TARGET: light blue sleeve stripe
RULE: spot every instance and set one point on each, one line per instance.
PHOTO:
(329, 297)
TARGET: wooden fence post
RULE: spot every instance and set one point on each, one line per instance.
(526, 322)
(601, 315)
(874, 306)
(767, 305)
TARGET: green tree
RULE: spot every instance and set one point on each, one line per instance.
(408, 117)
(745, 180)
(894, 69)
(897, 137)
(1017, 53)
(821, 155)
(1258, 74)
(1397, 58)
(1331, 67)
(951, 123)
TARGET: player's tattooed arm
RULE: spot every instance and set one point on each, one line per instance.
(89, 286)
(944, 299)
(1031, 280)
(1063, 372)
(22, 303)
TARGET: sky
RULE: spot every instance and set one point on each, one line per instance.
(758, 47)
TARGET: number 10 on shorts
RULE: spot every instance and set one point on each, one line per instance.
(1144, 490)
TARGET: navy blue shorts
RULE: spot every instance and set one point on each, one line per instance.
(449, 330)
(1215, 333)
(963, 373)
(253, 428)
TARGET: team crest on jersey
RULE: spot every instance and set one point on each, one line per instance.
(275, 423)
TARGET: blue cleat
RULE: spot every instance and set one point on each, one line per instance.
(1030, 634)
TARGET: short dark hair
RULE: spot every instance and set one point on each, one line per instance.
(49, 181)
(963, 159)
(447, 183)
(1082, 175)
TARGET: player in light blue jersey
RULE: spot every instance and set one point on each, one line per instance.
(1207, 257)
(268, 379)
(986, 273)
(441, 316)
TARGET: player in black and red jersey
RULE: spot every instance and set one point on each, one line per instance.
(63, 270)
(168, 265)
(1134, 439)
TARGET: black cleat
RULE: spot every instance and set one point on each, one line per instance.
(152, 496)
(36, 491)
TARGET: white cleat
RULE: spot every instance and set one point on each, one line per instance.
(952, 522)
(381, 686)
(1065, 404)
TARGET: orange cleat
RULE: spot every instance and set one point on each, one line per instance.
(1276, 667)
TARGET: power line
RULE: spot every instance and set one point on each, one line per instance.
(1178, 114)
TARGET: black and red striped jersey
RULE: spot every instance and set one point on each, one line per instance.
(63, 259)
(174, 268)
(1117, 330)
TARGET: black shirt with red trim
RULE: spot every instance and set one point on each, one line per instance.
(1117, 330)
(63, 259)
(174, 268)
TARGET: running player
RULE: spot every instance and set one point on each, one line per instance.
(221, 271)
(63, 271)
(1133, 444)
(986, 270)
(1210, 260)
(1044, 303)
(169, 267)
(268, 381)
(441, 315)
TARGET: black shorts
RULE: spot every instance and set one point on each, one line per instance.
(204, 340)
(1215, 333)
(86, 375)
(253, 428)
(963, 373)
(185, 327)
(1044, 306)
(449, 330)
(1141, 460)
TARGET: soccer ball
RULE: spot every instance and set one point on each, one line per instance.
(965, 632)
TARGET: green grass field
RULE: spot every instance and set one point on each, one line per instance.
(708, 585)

Required work:
What you return must match the records exactly, line for line.

Exercise solution:
TARGET: light blue sleeve stripe
RULE: spot every instance and set one point on each, one line per instance.
PHOTO:
(329, 297)
TARGET: wooden fence post
RULE: spot every instance and set one point on each, one line per instance.
(526, 322)
(601, 315)
(874, 306)
(767, 305)
TARGET: green tree
RULE: spot every instance and set one point on each, one line per instance.
(408, 117)
(745, 180)
(894, 69)
(897, 137)
(1017, 53)
(821, 155)
(1258, 74)
(1397, 58)
(1331, 67)
(951, 123)
TARGET: player's tattooed arm
RULE: spot every instance and set one point on each, one line per instance.
(89, 286)
(944, 299)
(1031, 280)
(1063, 372)
(22, 303)
TARGET: sky
RULE: spot every instance and set one point on each, one line per instance.
(758, 47)
TARGET: number 10 on shorts
RULE: spot every instance and set one point on each, one line per instance.
(1144, 490)
TARGET: navy blue shorts
RULE: spot every instance and set one point on each, one line per instance.
(449, 330)
(1215, 333)
(963, 373)
(253, 428)
TARGET: team crest on jersey
RULE: spot every instance and set one point on each, one line per instance.
(275, 423)
TARGET: blue cleat
RULE: spot every instance and set one point on each, one line per instance.
(1030, 634)
TARGET: short dark hair
RULE: spot every instance and set one point on each, one line per instance.
(49, 181)
(963, 159)
(447, 183)
(1082, 175)
TARGET: player in light blue jersey
RULE: spot every instance and set one point on each, one line per instance.
(1207, 257)
(268, 379)
(986, 273)
(441, 316)
TARGET: player in black and red jersey
RULE: spot every instance and set one point on each, one line per instance.
(63, 270)
(168, 265)
(1134, 439)
TARGET: black cleat
RULE: spot every instance and set one point on each, one line per instance.
(152, 496)
(36, 491)
TARGET: white cleat
RULE: spot every instance and set one point on each, one line per instance.
(952, 522)
(381, 686)
(1065, 404)
TARGET: orange cleat
RULE: spot every instance and set one point on each, one line per instance.
(1276, 667)
TARGET: power line
RULE: spot every instance and set one point on each, one line per instance.
(1178, 114)
TARGET: black and red striped jersey
RULE: spot every instance and set one point on each, one line per instance.
(63, 259)
(174, 268)
(1117, 330)
TARGET: black shirt with red trim
RULE: spot every instance and set one point on each, one line per instance.
(1117, 330)
(63, 259)
(174, 268)
TARGET: running player
RULE: spot every instance and set one point on each, one line per instance.
(221, 271)
(63, 271)
(1133, 444)
(986, 270)
(1210, 260)
(1044, 303)
(169, 267)
(268, 381)
(441, 315)
TARGET: black shorts
RULE: spot every instance and set one point on each, one line per instance.
(204, 340)
(1215, 333)
(86, 375)
(253, 428)
(963, 373)
(185, 327)
(1044, 306)
(449, 330)
(1141, 460)
TARGET: soccer ball
RULE: spot every instance and set one point on each, one line per instance.
(965, 632)
TARGET: green grass field
RULE: spot every instance and set one point on each, one line per instance.
(708, 585)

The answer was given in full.